▸ Zu erledigende Aufgabe: Gib bitte den Abschnitt des Lesetexts wortgetreu wieder, der mit „Das Fundament unseres“ beginnt und bis einschließlich „notwendige Bindekraft entfalten?“ reicht.

Das Fundament unseres Zusammenlebens: 70 Jahre Grundgesetz
Das Grundgesetz wird 70 Jahre alt. Es ist die Grundlage unseres Staates, unseres Zusammenlebens – und umso bedeutsamer, wenn in einer vielfältigen Gesellschaft immer weniger Menschen kulturelle Wurzeln und Traditionen teilen. Beim „Gespräch im Park“ der Robert Bosch Stiftung zog Bundesverfassungsrichter Peter Müller Bilanz: Was hat sich am Grundgesetz bewährt? Was sollte reformiert werden? Wie reformfähig ist unsere Verfassung? Und kann sie die notwendige Bindekraft entfalten?

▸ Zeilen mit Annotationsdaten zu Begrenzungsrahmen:
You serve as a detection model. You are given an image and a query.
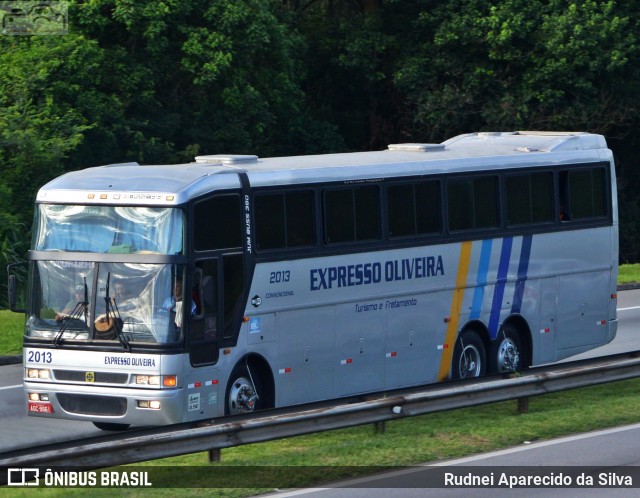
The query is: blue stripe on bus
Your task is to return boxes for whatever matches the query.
[511,235,533,313]
[489,237,513,339]
[470,239,493,320]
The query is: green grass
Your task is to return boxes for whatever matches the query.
[0,265,640,498]
[0,264,640,356]
[3,379,640,498]
[0,310,24,356]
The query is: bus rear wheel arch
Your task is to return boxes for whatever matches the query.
[224,356,275,415]
[490,323,529,373]
[451,329,487,380]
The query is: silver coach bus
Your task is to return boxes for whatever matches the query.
[10,132,618,429]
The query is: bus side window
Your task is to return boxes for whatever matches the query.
[193,259,218,336]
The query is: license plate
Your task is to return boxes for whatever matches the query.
[29,401,53,413]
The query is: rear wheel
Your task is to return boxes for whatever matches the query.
[491,325,527,373]
[93,422,129,431]
[451,330,487,379]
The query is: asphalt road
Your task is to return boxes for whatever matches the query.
[0,290,640,498]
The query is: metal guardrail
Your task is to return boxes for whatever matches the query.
[0,352,640,468]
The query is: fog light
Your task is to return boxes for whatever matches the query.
[138,399,160,410]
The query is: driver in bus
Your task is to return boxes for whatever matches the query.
[162,279,196,330]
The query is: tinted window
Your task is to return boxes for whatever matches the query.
[559,168,609,221]
[505,172,554,226]
[324,186,380,244]
[193,194,243,251]
[387,181,441,237]
[254,190,315,250]
[447,176,498,231]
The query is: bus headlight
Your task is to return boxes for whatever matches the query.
[138,399,160,410]
[136,375,178,387]
[25,368,51,379]
[29,393,49,401]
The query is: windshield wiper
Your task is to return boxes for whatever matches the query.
[99,272,131,352]
[53,277,89,347]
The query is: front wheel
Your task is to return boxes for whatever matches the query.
[451,330,487,379]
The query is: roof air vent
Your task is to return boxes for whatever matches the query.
[196,154,258,166]
[389,144,444,152]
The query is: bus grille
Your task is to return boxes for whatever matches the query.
[53,370,129,384]
[57,393,127,416]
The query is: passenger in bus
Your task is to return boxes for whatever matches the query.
[162,279,196,330]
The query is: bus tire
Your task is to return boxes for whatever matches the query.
[491,324,527,373]
[224,363,273,415]
[92,422,129,431]
[451,330,487,380]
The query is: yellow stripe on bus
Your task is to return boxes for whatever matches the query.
[438,241,471,380]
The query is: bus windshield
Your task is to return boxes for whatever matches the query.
[26,261,188,345]
[33,204,183,254]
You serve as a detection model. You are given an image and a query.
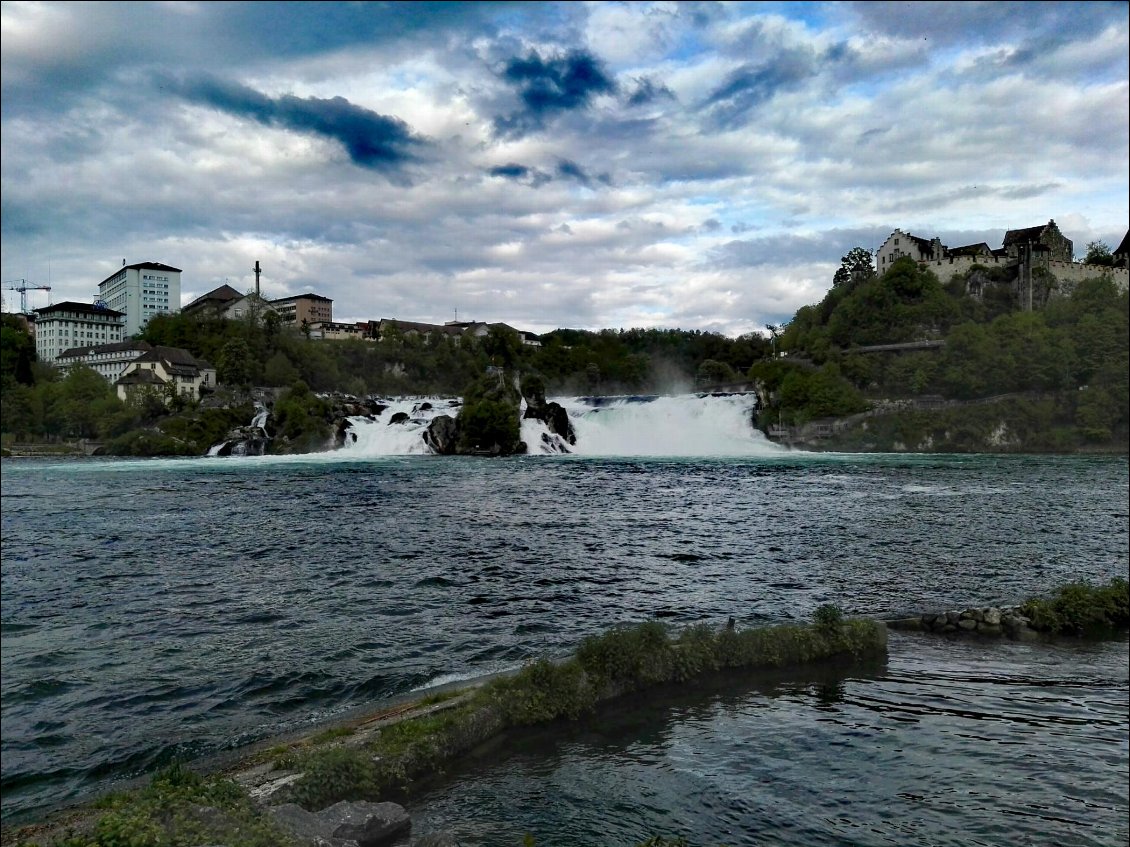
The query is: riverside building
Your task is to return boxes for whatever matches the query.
[35,300,125,363]
[98,259,181,341]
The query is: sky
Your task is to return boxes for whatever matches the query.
[0,1,1130,337]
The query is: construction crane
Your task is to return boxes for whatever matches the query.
[8,279,51,315]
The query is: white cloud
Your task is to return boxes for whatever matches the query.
[0,3,1130,334]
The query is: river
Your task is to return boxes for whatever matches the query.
[0,395,1130,845]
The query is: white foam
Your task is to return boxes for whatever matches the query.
[558,394,789,456]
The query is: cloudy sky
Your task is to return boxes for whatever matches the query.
[0,2,1130,335]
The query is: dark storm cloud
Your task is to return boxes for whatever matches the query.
[495,51,616,136]
[171,77,425,173]
[557,159,612,186]
[703,50,817,129]
[0,2,517,114]
[628,77,676,106]
[712,226,894,268]
[487,161,553,189]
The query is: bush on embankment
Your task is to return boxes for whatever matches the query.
[1020,579,1130,635]
[278,613,887,809]
[5,606,887,847]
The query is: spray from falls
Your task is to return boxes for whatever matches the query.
[341,394,786,459]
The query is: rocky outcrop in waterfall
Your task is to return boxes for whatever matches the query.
[521,376,576,445]
[424,414,459,456]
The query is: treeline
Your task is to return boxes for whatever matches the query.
[0,314,768,447]
[134,315,770,396]
[751,257,1130,442]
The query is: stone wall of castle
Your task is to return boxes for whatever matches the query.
[922,256,1130,294]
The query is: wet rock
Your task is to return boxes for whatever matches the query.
[424,414,459,456]
[411,832,459,847]
[270,800,412,847]
[318,800,412,847]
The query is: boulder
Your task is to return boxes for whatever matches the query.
[208,427,271,456]
[333,418,357,448]
[270,800,412,847]
[522,398,576,445]
[424,414,459,456]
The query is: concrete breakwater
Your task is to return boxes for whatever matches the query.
[886,606,1041,641]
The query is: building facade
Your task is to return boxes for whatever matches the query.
[35,300,125,363]
[875,229,948,273]
[270,294,333,326]
[98,260,181,337]
[55,339,153,383]
[114,347,216,402]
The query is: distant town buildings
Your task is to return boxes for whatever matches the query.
[55,339,153,382]
[875,220,1130,308]
[98,259,181,338]
[271,294,333,326]
[114,346,216,402]
[35,300,125,363]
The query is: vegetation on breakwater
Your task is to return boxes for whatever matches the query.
[1019,579,1130,636]
[887,578,1130,640]
[3,608,886,847]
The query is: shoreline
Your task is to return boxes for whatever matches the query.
[0,579,1128,847]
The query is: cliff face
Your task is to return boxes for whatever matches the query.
[766,392,1130,455]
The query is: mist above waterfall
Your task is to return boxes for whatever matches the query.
[341,394,786,457]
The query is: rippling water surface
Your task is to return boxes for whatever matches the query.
[0,454,1130,844]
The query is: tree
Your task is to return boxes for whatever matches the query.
[1083,242,1114,268]
[483,326,522,369]
[216,339,251,385]
[832,247,875,289]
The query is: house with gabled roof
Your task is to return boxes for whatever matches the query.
[55,339,153,384]
[875,229,948,273]
[1112,232,1130,269]
[114,346,216,401]
[1003,220,1075,263]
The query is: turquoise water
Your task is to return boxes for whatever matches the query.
[0,454,1130,844]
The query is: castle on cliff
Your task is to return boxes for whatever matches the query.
[875,220,1130,308]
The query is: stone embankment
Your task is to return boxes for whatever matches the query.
[887,606,1040,641]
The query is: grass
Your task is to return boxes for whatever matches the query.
[8,610,886,847]
[38,765,297,847]
[1020,579,1130,636]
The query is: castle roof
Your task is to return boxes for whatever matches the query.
[1003,220,1055,247]
[181,282,243,312]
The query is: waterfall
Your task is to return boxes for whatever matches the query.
[341,394,788,459]
[341,398,462,457]
[251,401,270,437]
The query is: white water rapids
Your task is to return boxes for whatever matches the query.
[342,394,786,459]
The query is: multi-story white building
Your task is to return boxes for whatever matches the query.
[35,300,125,363]
[55,339,153,383]
[98,260,181,338]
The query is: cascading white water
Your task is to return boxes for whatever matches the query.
[332,394,786,459]
[341,398,460,459]
[557,394,786,456]
[251,403,270,435]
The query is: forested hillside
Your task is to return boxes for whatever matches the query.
[751,251,1130,448]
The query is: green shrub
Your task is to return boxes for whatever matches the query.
[494,658,596,725]
[286,746,379,811]
[812,603,844,635]
[1020,578,1130,635]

▸ Ergebnis der Übung:
Das Fundament unseres Zusammenlebens: 70 Jahre Grundgesetz
Das Grundgesetz wird 70 Jahre alt. Es ist die Grundlage unseres Staates, unseres Zusammenlebens – und umso bedeutsamer, wenn in einer vielfältigen Gesellschaft immer weniger Menschen kulturelle Wurzeln und Traditionen teilen. Beim „Gespräch im Park“ der Robert Bosch Stiftung zog Bundesverfassungsrichter Peter Müller Bilanz: Was hat sich am Grundgesetz bewährt? Was sollte reformiert werden? Wie reformfähig ist unsere Verfassung? Und kann sie die notwendige Bindekraft entfalten?